[Quoted text]:
================================

Traditionally, "slash and burn" shifting agriculture was the predominant system but agriculture in now based largely on rotational woody bush fallow of up to 10 years (FAO, 1983). In Africa these practices do not seem to have had the same serious effects as in Southeast Asia, where the forest succession has been arrested by the invasion of a poor-quality grass (Imperata cylindrica) and the land rendered useless for anything but poor-quality grazing. Much of this land is now being reclaimed by planting Leucaena leucocephala. After 3 years the Imperata is shaded out and soil fertility is on the way to being restored. The leucaena provides forage, fuel and timber and is leading to a new farming cycle (NAS, 1977). In other areas leucaena is being planted on terraces and the herbage used as mulch to prevent the degradation of the land; it also provides animal feed (Sastrapradju, 1985).
Leucaena is also being used in Africa, in the alley farming system developed by IITA and ILCA. In this system the browse species L. leucocephala and Gliricidia sepium are grown in rows 5 metres apart with crops planted between the rows. The leucaena and gliricidia herbage is used to mulch the crops and to supplement the diet of animals (Atta-Krah, this volume). This system is already being accepted in Nigeria Terrace farming using leucaena is already a widespread practice in the Philippines, Indonesia and Sri Lanka. However the extent to which it can be applied in highland areas, particularly in Ethiopia, will depend on the identification of vigorous browse species for temperate conditions. In the Ethiopian highlands it appears that Sesbania spp. may replace leucaena in alley farming or terrace farming.
The Australian (Teizel and Middleton, 1983) and South American (Sanchez and Tergas, 1979) models of pasture improvement in the humid tropics by means of replacing the native pastures with grass/herbaceous legume mixtures would appear to have little application to farming systems in sub-Saharan Africa. Their most likely application is in dairy production systems near to the larger population centres.

================================

[Pointing dataset records]
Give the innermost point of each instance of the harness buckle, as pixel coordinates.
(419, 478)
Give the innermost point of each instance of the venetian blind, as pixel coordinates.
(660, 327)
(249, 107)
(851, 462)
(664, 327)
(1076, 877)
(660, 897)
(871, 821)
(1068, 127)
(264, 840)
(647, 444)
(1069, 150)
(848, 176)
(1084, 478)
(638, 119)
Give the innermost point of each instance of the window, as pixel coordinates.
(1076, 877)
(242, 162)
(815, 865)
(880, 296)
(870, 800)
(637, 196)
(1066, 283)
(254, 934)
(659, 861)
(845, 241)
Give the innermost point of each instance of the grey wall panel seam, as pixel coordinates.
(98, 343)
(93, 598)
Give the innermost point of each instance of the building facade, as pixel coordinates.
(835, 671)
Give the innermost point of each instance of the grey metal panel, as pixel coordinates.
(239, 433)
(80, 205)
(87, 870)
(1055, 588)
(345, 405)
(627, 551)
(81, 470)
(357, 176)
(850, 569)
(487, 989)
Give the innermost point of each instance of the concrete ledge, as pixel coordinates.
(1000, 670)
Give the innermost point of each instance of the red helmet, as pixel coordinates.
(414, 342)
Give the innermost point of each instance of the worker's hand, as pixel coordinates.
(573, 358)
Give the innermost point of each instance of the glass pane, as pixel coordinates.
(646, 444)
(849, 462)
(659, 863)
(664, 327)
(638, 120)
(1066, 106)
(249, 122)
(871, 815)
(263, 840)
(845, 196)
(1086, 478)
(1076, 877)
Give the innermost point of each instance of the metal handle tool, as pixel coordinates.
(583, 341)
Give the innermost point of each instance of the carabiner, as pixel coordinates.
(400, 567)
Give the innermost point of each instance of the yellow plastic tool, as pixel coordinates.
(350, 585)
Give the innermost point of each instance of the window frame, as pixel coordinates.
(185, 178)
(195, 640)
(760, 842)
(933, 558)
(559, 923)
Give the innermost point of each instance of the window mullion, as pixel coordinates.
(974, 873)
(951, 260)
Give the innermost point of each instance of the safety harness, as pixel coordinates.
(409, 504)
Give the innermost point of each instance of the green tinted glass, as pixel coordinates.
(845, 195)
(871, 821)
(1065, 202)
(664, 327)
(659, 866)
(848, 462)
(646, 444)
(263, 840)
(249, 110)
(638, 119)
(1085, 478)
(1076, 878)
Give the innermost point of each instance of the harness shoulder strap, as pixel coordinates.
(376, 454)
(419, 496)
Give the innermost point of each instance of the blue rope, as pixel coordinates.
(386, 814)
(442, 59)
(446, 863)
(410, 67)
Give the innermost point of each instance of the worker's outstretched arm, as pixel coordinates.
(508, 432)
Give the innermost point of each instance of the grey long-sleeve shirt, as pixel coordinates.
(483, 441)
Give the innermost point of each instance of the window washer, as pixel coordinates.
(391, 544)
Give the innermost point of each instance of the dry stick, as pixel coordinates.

================================

Reproduce the passage on leucaena in tropical farming systems word for word, in its entirety.

Traditionally, "slash and burn" shifting agriculture was the predominant system but agriculture in now based largely on rotational woody bush fallow of up to 10 years (FAO, 1983). In Africa these practices do not seem to have had the same serious effects as in Southeast Asia, where the forest succession has been arrested by the invasion of a poor-quality grass (Imperata cylindrica) and the land rendered useless for anything but poor-quality grazing. Much of this land is now being reclaimed by planting Leucaena leucocephala. After 3 years the Imperata is shaded out and soil fertility is on the way to being restored. The leucaena provides forage, fuel and timber and is leading to a new farming cycle (NAS, 1977). In other areas leucaena is being planted on terraces and the herbage used as mulch to prevent the degradation of the land; it also provides animal feed (Sastrapradju, 1985).
Leucaena is also being used in Africa, in the alley farming system developed by IITA and ILCA. In this system the browse species L. leucocephala and Gliricidia sepium are grown in rows 5 metres apart with crops planted between the rows. The leucaena and gliricidia herbage is used to mulch the crops and to supplement the diet of animals (Atta-Krah, this volume). This system is already being accepted in Nigeria Terrace farming using leucaena is already a widespread practice in the Philippines, Indonesia and Sri Lanka. However the extent to which it can be applied in highland areas, particularly in Ethiopia, will depend on the identification of vigorous browse species for temperate conditions. In the Ethiopian highlands it appears that Sesbania spp. may replace leucaena in alley farming or terrace farming.
The Australian (Teizel and Middleton, 1983) and South American (Sanchez and Tergas, 1979) models of pasture improvement in the humid tropics by means of replacing the native pastures with grass/herbaceous legume mixtures would appear to have little application to farming systems in sub-Saharan Africa. Their most likely application is in dairy production systems near to the larger population centres.